[Dataset rows on where objects appear]

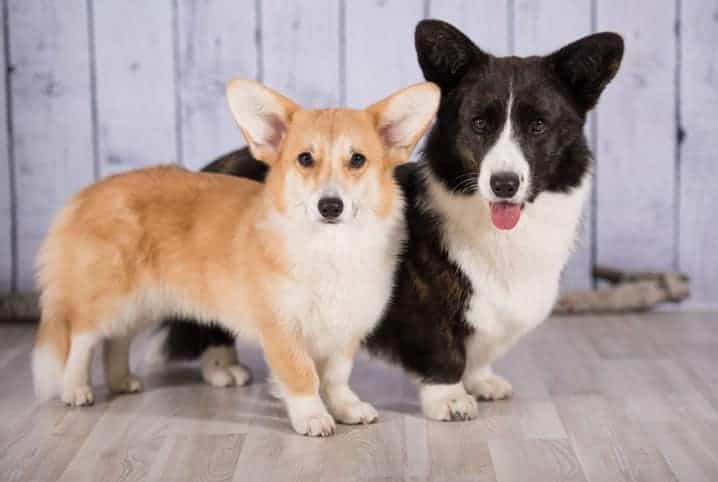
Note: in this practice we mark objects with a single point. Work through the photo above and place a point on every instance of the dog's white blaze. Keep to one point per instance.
(505, 156)
(515, 273)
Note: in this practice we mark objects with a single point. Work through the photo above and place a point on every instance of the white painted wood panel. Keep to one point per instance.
(161, 67)
(301, 50)
(636, 139)
(699, 153)
(135, 83)
(486, 23)
(6, 265)
(52, 128)
(216, 43)
(540, 27)
(380, 56)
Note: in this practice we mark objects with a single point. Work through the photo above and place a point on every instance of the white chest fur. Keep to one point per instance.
(340, 280)
(514, 274)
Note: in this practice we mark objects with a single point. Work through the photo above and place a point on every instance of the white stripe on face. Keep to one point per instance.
(505, 156)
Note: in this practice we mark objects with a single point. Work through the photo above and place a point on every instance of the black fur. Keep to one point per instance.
(424, 328)
(558, 89)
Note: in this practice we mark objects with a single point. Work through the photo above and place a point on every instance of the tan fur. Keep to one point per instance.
(163, 240)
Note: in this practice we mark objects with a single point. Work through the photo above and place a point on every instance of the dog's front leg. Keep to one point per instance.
(482, 349)
(296, 375)
(343, 403)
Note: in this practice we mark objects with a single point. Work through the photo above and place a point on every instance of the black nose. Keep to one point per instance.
(330, 207)
(504, 184)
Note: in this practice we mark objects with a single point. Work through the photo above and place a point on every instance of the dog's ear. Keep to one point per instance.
(445, 54)
(587, 65)
(402, 118)
(262, 115)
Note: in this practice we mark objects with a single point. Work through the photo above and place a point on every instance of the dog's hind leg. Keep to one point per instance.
(116, 362)
(76, 388)
(344, 404)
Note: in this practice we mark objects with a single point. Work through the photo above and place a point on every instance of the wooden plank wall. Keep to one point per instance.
(99, 86)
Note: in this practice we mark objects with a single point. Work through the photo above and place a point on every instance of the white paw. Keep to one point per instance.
(309, 416)
(354, 413)
(457, 407)
(79, 396)
(126, 384)
(314, 425)
(489, 387)
(221, 369)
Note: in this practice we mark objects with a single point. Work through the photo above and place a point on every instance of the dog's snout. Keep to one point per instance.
(504, 184)
(330, 207)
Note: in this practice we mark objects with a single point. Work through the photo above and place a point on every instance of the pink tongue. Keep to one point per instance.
(505, 215)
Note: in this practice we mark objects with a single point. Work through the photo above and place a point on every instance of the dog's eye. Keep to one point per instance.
(480, 125)
(357, 160)
(305, 159)
(537, 127)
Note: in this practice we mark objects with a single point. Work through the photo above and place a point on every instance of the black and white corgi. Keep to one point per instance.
(493, 209)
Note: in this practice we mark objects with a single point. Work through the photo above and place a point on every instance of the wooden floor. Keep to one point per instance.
(631, 398)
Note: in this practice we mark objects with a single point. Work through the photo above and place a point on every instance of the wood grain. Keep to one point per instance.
(301, 50)
(6, 241)
(643, 412)
(486, 23)
(51, 122)
(380, 57)
(635, 156)
(698, 104)
(135, 71)
(216, 43)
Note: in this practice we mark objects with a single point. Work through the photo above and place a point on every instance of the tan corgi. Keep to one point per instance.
(302, 265)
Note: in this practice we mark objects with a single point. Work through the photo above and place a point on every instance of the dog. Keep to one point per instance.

> _DIRECTIONS FOR THIS TASK_
Extract all the entries word for word; omit any pictures.

> _RESULT_
Note: in this practice we mark objects with a single point. Work through the photo above and place a point on every instance of the dog's white blaze. Keep to one point per instance.
(505, 156)
(515, 273)
Note: in this practice we mark objects with a single point. Work through the photo above and place a point on every instance of the white painted wood panel. Keep to one point per instance.
(161, 67)
(301, 50)
(636, 139)
(699, 153)
(135, 83)
(486, 23)
(6, 265)
(52, 128)
(216, 43)
(540, 27)
(380, 56)
Note: in this practice we mark objects with a single point. Work through the photo above and place a point on every instance of the white chest fur. Keep to one point per instance.
(340, 280)
(514, 274)
Note: in this practice we mark objects with a single point. Work through the photo above and place a point on every instance of the white stripe on face. Keep to one point per instance.
(505, 156)
Note: in this practice we mark objects with a single point. Work through the photo above and place a point on every instance of the black fur. Keep to one point per instance.
(424, 328)
(558, 89)
Note: in this practice we mark objects with a single point. Work through the photo above and place a point on every instance of the tan fur. Keep to one point per instance.
(163, 240)
Note: in this practice we mark objects with a single point. Work through the photo above and place a point on every instance of the dog's front leg. Keep to one point per instance.
(482, 349)
(296, 375)
(343, 403)
Note: in this practice we mark objects with a single point. Work through the photo above and place a point on every instance of the black nose. Keep to one point per instance.
(330, 207)
(504, 184)
Note: in this practice we mark objects with a single point. Work through the photo above and place a point on every instance of the dog's ear. Keep to one point per instance.
(445, 54)
(587, 65)
(402, 118)
(262, 115)
Note: in this practice we mark objects with a single point. Work through the photo above and place a point on every instance of the dog's hind leg. Keep to one point per instance.
(116, 362)
(76, 388)
(344, 404)
Note: in this practice we mark objects with a single point. Work through the photo above and place a point on every instance of the wooden plank wall. Keep to one point per instance.
(99, 86)
Note: in this practice we mark objects with a single point. Work through the photo above and place a point on every instance of the white paw. Keep to one point per instance.
(309, 416)
(354, 413)
(457, 407)
(79, 396)
(126, 384)
(314, 425)
(489, 387)
(221, 369)
Note: in this practice we mark objects with a single point. Work through the photo above and place a point on every instance of the dog's snout. Keep to one point per instance.
(504, 184)
(330, 207)
Note: in this practice we mark objects with a single point. Work through the photo above and place a point on every instance of the pink tongue. Keep to one point per instance.
(505, 215)
Note: in this practice we mark objects with a single point. Work through the photo above and place a point on every instance of the dog's eye. Keep to one point per instance.
(480, 125)
(357, 160)
(305, 159)
(537, 127)
Note: in this practice we mark objects with a single point. Work through the photo above and place a point on every instance of the black and white corgi. Keep to one point per instance.
(493, 209)
Note: in this practice we mark objects with a single point. Work through the photo above and place a point on every instance of the wooden floor. Keep to one point per instance.
(631, 398)
Note: in this practice we mark objects with a single point. Work through the photo above and place a point on every instance of the wood grain. Keep to one point per instance.
(301, 50)
(6, 241)
(643, 412)
(486, 23)
(51, 122)
(380, 57)
(635, 156)
(698, 104)
(135, 71)
(216, 43)
Note: in this practice we mark objects with a single point. Work through the photo above and place a point on every instance of the tan corgi. Keep to one point per instance.
(302, 265)
Note: in this practice we mark objects with a single point. Work through the photo above and place a point on every instance of the dog. Keep to one point per instance.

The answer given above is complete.